### About this task
Note each line of the entries that includes "below". Then copy those lines.

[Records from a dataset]
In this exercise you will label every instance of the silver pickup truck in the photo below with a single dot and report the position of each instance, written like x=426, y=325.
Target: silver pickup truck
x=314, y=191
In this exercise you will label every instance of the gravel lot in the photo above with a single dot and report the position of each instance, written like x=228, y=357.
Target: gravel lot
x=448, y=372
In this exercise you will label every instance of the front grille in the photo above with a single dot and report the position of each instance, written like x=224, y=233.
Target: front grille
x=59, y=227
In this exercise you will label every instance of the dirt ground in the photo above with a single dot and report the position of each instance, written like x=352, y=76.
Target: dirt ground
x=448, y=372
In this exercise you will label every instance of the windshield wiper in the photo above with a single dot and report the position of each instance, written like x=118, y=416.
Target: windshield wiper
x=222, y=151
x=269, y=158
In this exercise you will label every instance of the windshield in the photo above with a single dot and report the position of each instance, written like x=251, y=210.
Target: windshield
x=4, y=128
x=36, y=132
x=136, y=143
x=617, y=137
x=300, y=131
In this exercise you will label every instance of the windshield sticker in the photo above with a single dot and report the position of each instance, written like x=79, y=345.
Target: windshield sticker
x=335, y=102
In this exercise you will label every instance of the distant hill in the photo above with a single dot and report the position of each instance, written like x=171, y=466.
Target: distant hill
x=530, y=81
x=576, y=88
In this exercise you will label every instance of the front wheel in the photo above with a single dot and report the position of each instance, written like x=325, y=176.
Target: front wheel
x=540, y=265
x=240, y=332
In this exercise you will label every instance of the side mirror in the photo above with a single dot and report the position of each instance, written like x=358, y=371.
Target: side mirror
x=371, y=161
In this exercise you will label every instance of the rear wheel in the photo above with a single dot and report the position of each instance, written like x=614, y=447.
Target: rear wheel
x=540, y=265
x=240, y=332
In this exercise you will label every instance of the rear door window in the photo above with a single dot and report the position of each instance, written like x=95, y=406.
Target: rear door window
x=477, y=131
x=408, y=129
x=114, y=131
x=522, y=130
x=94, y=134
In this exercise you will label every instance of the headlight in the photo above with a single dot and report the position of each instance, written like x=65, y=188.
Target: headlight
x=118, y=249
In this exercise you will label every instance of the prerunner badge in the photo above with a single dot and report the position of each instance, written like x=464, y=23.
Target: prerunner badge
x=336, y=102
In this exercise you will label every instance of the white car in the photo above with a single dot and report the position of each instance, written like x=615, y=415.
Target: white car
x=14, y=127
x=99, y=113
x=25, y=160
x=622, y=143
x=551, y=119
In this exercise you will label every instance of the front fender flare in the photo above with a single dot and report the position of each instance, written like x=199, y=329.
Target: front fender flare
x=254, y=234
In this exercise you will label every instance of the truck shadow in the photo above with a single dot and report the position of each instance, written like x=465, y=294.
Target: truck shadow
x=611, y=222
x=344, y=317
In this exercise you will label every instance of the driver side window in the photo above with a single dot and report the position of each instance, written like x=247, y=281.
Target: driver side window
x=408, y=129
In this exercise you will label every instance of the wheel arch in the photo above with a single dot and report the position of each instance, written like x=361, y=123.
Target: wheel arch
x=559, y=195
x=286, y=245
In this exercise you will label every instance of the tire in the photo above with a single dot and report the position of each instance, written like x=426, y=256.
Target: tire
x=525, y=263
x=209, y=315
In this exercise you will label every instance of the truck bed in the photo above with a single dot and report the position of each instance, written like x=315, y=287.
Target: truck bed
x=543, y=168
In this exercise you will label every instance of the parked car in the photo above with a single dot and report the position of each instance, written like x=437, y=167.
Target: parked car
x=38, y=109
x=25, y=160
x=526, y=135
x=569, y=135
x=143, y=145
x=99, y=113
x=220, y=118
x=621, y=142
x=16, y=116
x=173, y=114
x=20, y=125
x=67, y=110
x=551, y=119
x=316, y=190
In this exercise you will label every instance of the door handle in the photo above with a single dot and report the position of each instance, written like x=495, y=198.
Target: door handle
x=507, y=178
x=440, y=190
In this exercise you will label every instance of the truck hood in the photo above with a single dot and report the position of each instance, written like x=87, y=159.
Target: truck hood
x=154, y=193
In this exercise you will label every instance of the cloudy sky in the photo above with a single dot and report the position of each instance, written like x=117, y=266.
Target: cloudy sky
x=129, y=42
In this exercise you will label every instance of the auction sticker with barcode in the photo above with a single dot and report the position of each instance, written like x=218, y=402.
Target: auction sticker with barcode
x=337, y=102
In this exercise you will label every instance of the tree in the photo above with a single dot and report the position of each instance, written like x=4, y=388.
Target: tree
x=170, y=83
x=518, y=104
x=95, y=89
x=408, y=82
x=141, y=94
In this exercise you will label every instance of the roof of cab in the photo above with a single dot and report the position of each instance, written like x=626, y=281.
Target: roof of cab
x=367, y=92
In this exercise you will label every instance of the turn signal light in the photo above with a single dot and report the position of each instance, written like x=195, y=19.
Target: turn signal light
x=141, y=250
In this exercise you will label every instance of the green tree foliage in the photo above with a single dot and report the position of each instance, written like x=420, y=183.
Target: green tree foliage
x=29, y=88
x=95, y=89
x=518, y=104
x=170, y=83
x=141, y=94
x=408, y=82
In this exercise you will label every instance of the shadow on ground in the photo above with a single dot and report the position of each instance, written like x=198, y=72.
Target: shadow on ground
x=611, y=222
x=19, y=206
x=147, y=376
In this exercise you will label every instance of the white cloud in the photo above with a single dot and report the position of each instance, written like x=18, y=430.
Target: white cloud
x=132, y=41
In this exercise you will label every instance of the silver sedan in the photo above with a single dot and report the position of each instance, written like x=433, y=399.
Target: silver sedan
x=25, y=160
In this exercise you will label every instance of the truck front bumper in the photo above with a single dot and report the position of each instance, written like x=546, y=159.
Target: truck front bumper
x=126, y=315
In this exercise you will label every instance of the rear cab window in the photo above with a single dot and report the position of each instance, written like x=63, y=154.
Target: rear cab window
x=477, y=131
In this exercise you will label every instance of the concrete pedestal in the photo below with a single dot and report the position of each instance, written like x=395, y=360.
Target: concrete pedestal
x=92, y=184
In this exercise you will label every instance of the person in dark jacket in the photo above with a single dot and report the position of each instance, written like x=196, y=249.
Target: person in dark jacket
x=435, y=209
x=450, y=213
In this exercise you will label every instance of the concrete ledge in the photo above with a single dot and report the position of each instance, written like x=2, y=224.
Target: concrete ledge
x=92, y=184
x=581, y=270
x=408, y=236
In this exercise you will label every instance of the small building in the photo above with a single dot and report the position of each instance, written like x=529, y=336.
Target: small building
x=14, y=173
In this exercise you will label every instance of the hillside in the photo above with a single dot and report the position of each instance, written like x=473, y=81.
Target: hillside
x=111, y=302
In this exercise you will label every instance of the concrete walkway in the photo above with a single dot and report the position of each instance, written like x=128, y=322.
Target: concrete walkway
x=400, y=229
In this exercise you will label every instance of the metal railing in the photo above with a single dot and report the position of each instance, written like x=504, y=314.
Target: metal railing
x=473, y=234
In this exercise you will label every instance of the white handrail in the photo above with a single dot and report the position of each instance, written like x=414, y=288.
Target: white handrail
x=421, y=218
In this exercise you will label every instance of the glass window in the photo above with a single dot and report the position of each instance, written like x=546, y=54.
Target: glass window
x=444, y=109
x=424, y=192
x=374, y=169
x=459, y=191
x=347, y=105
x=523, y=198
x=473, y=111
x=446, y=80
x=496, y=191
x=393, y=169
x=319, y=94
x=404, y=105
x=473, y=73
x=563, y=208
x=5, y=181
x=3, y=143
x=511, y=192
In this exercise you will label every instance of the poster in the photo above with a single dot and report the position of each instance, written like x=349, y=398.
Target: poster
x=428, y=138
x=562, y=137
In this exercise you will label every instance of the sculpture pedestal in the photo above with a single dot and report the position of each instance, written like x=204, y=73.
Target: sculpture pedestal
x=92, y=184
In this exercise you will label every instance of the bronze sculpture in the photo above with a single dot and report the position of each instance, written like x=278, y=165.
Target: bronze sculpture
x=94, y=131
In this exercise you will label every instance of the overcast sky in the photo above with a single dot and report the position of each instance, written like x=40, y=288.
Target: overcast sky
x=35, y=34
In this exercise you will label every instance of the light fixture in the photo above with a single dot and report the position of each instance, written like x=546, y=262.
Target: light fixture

### Completed exercise
In this exercise you will label every instance of the silver pickup truck in the photo below with a single dot and report the position of each instance, written like x=426, y=325.
In this exercise you will label every instance of the concrete pedestal in the photo below with a single dot and report the position of each instance, written like x=395, y=360.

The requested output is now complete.